Task objective: For the material that follows, tally the lines holding "power" and give the total alone.

Record extracts:
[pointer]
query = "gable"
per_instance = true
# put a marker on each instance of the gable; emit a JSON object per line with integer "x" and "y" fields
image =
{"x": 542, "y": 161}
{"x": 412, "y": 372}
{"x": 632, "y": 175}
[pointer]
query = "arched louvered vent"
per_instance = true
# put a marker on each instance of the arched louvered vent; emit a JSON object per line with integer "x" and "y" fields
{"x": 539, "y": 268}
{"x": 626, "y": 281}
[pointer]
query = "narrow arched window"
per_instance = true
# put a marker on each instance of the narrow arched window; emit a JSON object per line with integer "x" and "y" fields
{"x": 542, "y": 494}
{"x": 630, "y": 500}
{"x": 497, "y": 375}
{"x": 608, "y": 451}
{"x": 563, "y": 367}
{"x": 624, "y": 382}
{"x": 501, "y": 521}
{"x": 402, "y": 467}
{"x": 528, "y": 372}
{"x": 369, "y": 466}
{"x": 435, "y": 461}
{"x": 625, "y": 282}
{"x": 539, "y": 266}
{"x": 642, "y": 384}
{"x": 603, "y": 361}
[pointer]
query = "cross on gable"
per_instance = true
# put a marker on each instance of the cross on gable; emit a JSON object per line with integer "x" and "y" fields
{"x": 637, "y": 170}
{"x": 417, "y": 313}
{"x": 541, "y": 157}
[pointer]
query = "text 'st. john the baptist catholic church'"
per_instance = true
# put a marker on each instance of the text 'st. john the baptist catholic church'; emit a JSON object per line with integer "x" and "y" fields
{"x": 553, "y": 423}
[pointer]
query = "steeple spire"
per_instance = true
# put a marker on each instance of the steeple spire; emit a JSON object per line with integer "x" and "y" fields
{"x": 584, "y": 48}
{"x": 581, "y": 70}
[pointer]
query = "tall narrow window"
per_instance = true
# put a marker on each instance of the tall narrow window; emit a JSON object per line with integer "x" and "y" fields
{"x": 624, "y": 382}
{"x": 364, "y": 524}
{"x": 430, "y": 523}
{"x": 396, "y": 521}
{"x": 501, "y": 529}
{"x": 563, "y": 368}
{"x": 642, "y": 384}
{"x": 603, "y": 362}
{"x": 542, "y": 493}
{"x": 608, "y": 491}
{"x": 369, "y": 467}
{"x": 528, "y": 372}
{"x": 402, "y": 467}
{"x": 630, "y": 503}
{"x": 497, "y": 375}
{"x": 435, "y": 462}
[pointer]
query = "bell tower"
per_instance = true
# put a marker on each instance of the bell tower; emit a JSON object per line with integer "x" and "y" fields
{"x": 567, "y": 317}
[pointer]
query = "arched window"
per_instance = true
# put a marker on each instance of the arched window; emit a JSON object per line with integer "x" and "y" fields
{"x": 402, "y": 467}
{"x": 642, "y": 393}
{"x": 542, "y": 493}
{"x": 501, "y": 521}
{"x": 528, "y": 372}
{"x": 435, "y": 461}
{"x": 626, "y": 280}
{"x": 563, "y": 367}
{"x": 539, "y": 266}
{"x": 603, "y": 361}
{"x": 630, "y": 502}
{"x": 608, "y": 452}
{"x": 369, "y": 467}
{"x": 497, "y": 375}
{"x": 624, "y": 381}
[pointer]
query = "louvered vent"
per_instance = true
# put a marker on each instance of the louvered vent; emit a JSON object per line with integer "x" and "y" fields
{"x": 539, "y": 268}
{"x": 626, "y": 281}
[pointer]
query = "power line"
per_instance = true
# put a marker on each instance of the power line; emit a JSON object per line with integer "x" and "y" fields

Output of the exercise: 2